■ EXERCISE TEXT:
"""

Would Vendor Liability for Bugs Kill OSS?
Glyn Moody writes "Bruce Schneier has written an interesting column for Wired suggesting that vendors should be made liable for bugs in their software. But where would this leave open source developers? Would what seems like a great idea actually be the death of free software?"
I'll save you a couple of clicks.
The meat of the article, minus 3 stories (employee theft, ATM security and tax dodgers), spread over 2 pages:
For years I have argued in favor of software liabilities. Software vendors are in the best position to improve software security; they have the capability. But, unfortunately, they don't have much interest. Features, schedule and profitability are far more important. Software liabilities will change that. They'll align interest with capability, and they'll improve software security.
No way. There are far more of us who develop custom in-house software than people who write stuff that gets sold. You might severely hurt the software-as-a-product industry, but wouldn't touch the software-as-office-automation economy.
Dewey, what part of this looks like authorities should be involved?
The article is horribly misrepresented, here. The core of the article is about the security principle of aligning capability with interest -- that is, when you want something done, you find out who can do it and take steps to interest them (offer them money, the potential of something free, a fine if they *don't* do something, etc.).
Near the end, Bruce mentions the concept of "software liability" as an example of how interest can be aligned with capability. Bad on Bruce for not defining how he uses the term, but bad on the submitter for not researching it before sending in this FUD. Anyone who has followed what Bruce has done knows that he's a huge supporter of OSS.
When Bruce talks about software liability, he's talking about making software makers liable for their marketing claims about security, not for "bugs found in software". OSS would be safe, as long as those project don't say "we're secure" when they aren't.
And on this point, I agree: if I buy a security product that claims "secure file storage", and I find out that they implement this single-DES encryption -- and espeicially if my data is compromised as a result -- the vendor should be liable. They made a false claim!
We may not imagine how our lives could be more frustrating and complex—but Congress can. – Cullen Hightower
As far as I am aware - they are selling the media, not the software.

"""

■ INFORMATION SUPPLIED:
"""

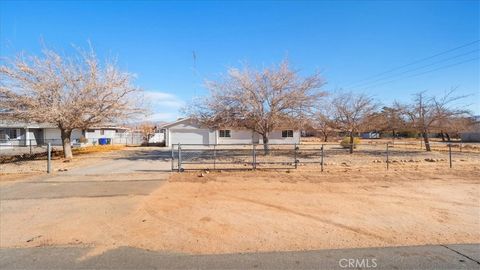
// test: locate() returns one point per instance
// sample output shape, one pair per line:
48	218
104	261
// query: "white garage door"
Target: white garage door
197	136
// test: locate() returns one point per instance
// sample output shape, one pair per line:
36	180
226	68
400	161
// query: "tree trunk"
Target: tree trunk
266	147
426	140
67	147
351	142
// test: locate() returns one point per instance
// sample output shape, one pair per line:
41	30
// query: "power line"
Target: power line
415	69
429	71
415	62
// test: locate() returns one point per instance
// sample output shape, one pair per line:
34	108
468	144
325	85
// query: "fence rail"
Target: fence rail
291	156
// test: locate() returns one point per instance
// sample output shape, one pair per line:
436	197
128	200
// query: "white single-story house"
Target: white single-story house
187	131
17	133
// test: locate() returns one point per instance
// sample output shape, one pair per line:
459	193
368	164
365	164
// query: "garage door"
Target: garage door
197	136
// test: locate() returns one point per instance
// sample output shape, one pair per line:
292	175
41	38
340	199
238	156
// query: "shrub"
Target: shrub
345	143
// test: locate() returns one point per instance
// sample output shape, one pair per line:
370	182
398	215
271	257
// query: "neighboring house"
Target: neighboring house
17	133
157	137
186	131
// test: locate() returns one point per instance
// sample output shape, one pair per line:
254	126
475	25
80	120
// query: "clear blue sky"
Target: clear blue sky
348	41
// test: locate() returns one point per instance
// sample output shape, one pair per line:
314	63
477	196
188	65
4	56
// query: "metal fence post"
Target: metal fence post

"""
"""

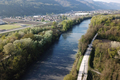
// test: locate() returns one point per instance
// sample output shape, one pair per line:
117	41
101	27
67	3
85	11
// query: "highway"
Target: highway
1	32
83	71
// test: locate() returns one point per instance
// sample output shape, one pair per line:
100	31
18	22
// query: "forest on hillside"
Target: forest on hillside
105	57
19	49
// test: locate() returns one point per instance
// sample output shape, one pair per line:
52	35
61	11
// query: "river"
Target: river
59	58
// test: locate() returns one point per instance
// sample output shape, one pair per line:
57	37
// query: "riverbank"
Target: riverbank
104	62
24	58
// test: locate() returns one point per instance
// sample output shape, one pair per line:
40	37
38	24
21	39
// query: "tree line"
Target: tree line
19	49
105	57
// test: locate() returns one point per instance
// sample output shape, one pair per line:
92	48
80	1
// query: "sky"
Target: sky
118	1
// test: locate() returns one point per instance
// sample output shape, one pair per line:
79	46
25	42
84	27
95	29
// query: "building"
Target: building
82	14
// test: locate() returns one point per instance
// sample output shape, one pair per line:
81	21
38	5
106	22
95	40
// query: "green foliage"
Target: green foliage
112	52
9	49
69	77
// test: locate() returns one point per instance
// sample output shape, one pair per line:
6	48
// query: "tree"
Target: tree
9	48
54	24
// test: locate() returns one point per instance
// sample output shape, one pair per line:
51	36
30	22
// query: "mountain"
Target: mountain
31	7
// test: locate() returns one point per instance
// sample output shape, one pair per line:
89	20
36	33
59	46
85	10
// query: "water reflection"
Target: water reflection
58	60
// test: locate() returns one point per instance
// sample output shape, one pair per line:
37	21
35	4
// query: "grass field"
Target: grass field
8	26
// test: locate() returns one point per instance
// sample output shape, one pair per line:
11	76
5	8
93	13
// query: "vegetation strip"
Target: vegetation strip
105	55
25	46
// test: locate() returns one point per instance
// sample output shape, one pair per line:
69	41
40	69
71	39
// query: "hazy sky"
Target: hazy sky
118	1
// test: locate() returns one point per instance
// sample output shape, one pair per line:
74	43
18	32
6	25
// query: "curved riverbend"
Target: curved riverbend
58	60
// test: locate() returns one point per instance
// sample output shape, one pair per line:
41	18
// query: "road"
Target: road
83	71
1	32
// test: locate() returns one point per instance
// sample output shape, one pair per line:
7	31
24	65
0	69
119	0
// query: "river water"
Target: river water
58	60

"""

■ WORK ITEM: What three stories does the vendor liability discussion say were cut from its excerpt of the article?

■ TASK ANSWER: Employee theft, ATM security and tax dodgers.